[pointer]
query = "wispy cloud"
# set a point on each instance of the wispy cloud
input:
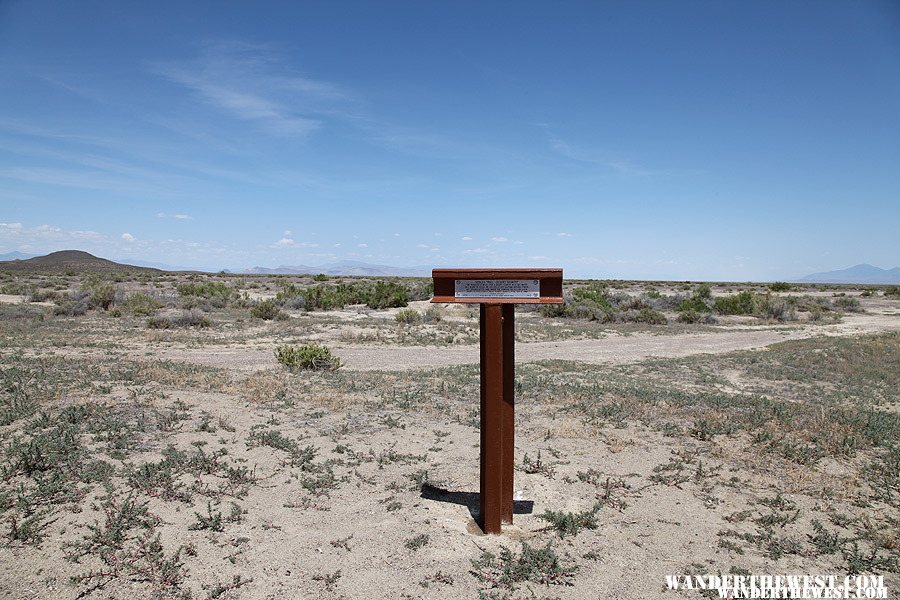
(288, 242)
(249, 82)
(606, 159)
(176, 216)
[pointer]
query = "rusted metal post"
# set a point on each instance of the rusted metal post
(492, 463)
(497, 291)
(508, 345)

- Action item
Scan the records above and show every line in which the word "wispy" occurs.

- Result below
query = "wispy cloud"
# set a point on each instance of the wispy cloud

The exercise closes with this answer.